◆ Short task 1:
Please list every line of the records that contains the string "computer", treating uppercase and lowercase as different.
◆ Short task 2:
Pick up the personal reflection on creative careers and religion below after its last sentence and keep writing it.

◆ Passage:
....
Substack post breaking down what it means to be an artist in late stage capitalism as well as reframing the options that are available for creatives to live from their art.
I remember when I was choosing what I wanted to study, I had given myself the deadline of 9th grade to know exactly what I wanted to do so that I was able to pick the right IB subjects for the best chance at getting into my dream university (this was a bit much looking back). I seemed to run into the issue that everything that felt interesting to me would leave me as an unemployed starving artist, or so I thought.
Those career orientation tests that they made you do in high school always showed up inconclusive for me for some reason, I truly only cared about philosophy, literature, and art class in school so I guess that could have been why. Either way, I did figure out what I wanted to do, which seemed to be the closest compromise between what I felt was my true calling and the fact that I need to be a self-sustaining functioning member of society. This landed me on the course that I am doing right now which is Fashion Business.
Looking back at my choices I don’t regret anything, I’m glad my course gives me a bit of leeway into an array of fields within the industry but a little part of me does wish I had gone with a more creative course. Having the space to create here has given me a significantly new perspective in regards to what it means to be a creative and how this can become a way for me to (at least partially) make a living. If you are currently finding yourself in a similar spot, I definitely recommend you give this piece a read.
In a Burning World, Witchcraft is on the Rise on Atmos
Essay outlining how the current cultural and political climate has resulted in a new wave of non-religious spirituality and how it has turned into a movement of resistance.
I was raised in a very Catholic household and attended an all-girls Catholic school for a large portion of my life. So much of my life revolved around religion for such a long time (and when I’m back home it feels like it still does), but from a very young age, it made absolutely zero sense to me. The realization that I couldn’t trick myself into believing everything that had been instilled into me my entire life was absolutely terrifying, but there were far too many inconsistencies for me to be able to justify trying to keep myself under this illusion.
When I was around thirteen I told my parents I would not go to church with them on Sundays anymore and that is kind of how I let them know I was no longer interested in religion. I know it was a disappointment and that this would create some friction with the rest of the family as well, but just seeing the state of the world was enough for me to discern that if their god existed, he was either not all good or not all powerful.
....
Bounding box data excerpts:

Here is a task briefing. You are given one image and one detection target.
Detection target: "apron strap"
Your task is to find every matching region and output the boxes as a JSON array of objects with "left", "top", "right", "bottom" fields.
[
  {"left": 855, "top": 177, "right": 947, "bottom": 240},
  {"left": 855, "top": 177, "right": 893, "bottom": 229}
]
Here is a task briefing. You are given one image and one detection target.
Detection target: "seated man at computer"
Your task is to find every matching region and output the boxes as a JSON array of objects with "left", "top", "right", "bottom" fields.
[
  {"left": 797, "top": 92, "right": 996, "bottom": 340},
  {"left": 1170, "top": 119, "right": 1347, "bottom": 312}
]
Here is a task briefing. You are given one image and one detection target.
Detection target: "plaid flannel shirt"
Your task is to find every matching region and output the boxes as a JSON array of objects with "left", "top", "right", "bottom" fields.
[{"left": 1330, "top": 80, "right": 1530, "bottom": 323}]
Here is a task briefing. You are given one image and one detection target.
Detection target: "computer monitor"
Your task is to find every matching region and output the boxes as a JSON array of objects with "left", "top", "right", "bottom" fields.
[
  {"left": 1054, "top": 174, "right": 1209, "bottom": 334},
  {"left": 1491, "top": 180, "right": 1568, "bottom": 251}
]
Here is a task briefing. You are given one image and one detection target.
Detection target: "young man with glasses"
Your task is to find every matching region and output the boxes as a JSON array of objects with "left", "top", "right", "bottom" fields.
....
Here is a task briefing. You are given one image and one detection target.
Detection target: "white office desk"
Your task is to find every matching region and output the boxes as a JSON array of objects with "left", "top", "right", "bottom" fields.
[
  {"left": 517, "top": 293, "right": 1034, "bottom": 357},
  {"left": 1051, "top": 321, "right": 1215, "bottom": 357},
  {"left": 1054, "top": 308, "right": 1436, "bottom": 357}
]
....
◆ Task output 1:
Detection target: "seated man at computer"
Detection target: "computer monitor"

◆ Task output 2:
I have always had issues with organized religion as a whole, even with the ones outside the one that I was raised in. This didn’t mean I was completely closed off to the existence of a higher power, but it meant I just didn’t believe in the versions of it that had been created through institutions rooted in problematic agendas. I know this is a shared feeling with a great part of my generation, as I can see it in the people I am surrounded by as well as in the statistics in the article. I think being able to reclaim spirituality and connecting with it through nature is one of the things that gives me at least a sliver of hope for the future that we are creating.
Video essay dissecting the erosion of ownership rights and loss of physical media in the modern world particularly within digital spaces and what you can do about it.
A few weeks ago when the power outage in Spain and Portugal happened it really left my head spinning as I became hyper-aware of the fragility of the things that we “own” in the digital world. What would happen if the world went dark right now and didn’t go back to normal? How much of your property would get lost? I thought about the pictures on my phone, all of my Spotify playlists and the endless silly little notes that I keep on my phone.
This also made me realize that we have stopped actually owning things, which is the thesis of this video, and this sent me into a bit of a panic. I started thinking about the role of physical media in my life and how slowly but surely its prevalence has significantly diminished as the years go by. My DVD collection is comprised of exclusively childhood movies (I don’t even own a DVD player anymore). In terms of music I only own one CD which is my signed role model album (which I also cannot even play). I do not own a single photo album as there are only the ones that my mom and grandparents have which only have childhood images. Most of the publications I read are online as I am too broke to purchase all of them physically. My saving grace are my books as they are probably the one thing that I do own.
This video further breaks down the issues with the continually growing subscription based models as well as what ownership actually means in the digital world. Overall though, I think this was a wake up call for me to start trying to keep more physical media again.
The UK AIDS Quilt Comes Out of Storage, With Help From Some Friends on I-D
Article by Charlie Porter highlighting the significance and history of the UK AIDS memorial quilt as he shares the process through which he managed to put it out for display at the Tate Modern for a week during Pride month.
As pride month recently came to an end I think its extremely important to reflect and look past the shadow that pink washing has cast over all over the actual reasons why the LGBTQIA+ community needs this month in the first place. Yes of course Pride month is a celebration but we absolutely cannot forget that Pride is also a protest, and that the first pride was actually a riot.
I remember the first time that I heard of the AIDS quilt, I was probably around fifteen and I was truly devastated. I then started to learn more about the AIDS crisis and the more I learned the more heartbroken I was. I thought of the generations of queer people that were lost and I thought of the systemic homophobia that cost their lives. One book I think everyone should read if they want to learn more about it through a personal retelling is Holding the Man by Timothy Conigrave.
I think what really struck me about the quilt was how devastatingly large it is, somehow though, the sense of community and togetherness that it creates was equally as heartwarming. I think that’s partly why I have such a soft spot for fiber and textile art, the collectivity created not only through the meaning of the pieces but the historical tradition it holds creates another point of connection. I recently went to see the exhibition of the European Quilt Triennial in the Textile Museum of St. Gallen and this is the sentiment that stuck with me. Here are some of my favorite pieces:






Substack post highlighting the impossible standards that have been set for women in relation to their perception of men, particularly within the discourse of decentering them.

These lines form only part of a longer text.